Records from a collection:
---------------
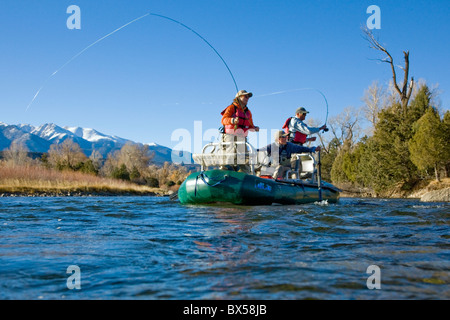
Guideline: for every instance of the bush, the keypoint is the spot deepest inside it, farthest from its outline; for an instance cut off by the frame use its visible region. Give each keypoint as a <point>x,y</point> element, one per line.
<point>121,173</point>
<point>152,182</point>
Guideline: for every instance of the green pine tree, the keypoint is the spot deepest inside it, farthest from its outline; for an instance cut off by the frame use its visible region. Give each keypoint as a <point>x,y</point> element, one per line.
<point>429,145</point>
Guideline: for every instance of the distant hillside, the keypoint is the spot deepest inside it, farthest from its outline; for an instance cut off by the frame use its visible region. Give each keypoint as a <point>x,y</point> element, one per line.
---------------
→ Your instructions
Repeat each line above exactly. The pictures stay out.

→ Exercise result
Guideline: for every instance of the bush, the keypoint is the spot deepest inside it, farthest from its outline; for an instance cut off by the frame use its visible region. Give each keypoint as a <point>x,y</point> element, one per line.
<point>121,173</point>
<point>152,182</point>
Guideline: for every instance of the green pine tree, the keypoint is the spot deepest inside it, farthest from its outline; for an instance cut off by the frame use its visible region. Give each keypoint as a <point>x,y</point> element, one per line.
<point>429,145</point>
Guideline: for every instance of the distant hillside, the keypoint is the spot deepest inside it, farthest from its outline; for an instance cut off by the frame use its visible region. Give each keypoint as a <point>x,y</point> element, one per line.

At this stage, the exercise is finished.